Your instructions: Exactly the lines from the one containing "Question. The picture above shows the forest" through the final line of the data are to be written out again, with nothing added.

------ Data for this task

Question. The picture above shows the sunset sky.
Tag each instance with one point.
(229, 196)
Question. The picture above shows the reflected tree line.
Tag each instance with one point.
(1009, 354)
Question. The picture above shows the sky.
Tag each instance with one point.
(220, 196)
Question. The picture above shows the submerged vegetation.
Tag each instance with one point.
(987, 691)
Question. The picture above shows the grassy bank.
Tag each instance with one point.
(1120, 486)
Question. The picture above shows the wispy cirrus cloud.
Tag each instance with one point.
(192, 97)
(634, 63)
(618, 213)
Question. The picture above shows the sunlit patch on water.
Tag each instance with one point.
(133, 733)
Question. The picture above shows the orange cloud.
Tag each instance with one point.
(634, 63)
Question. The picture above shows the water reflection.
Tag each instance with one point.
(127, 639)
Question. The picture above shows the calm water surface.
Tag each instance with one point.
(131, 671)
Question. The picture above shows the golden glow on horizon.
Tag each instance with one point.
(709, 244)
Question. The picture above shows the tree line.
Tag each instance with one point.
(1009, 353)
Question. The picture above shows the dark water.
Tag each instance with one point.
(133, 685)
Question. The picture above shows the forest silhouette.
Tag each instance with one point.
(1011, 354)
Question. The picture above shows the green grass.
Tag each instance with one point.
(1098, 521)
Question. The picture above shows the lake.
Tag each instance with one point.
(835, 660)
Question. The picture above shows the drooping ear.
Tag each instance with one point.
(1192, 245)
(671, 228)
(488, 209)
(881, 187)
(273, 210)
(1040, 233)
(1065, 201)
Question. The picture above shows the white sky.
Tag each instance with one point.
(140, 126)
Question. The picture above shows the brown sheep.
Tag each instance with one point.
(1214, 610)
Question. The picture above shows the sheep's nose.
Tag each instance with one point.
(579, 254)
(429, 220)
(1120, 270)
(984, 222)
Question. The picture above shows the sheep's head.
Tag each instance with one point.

------------

Written solution:
Question. The picture above shows the forest silhouette.
Tag each instance with one point.
(1011, 354)
Question. The picture above shows the green grass.
Tag each instance with one point.
(1098, 521)
Question. The picture above shows the lake.
Tag each instance with one point.
(835, 660)
Question. The picture above shows the drooping ear.
Tag each instance with one point.
(1192, 245)
(671, 228)
(488, 209)
(881, 187)
(273, 210)
(1040, 233)
(1065, 201)
Question. The picture above shows the white sky.
Tag each instance with one point.
(140, 126)
Question. The picture above shows the brown sheep.
Tag each instance with one point.
(1214, 610)
Question. The picture above shows the sheep's nose.
Tag each instance with one point.
(579, 254)
(429, 220)
(1120, 270)
(984, 222)
Question. The picture above shows the sheep's head.
Tag each instance with one point.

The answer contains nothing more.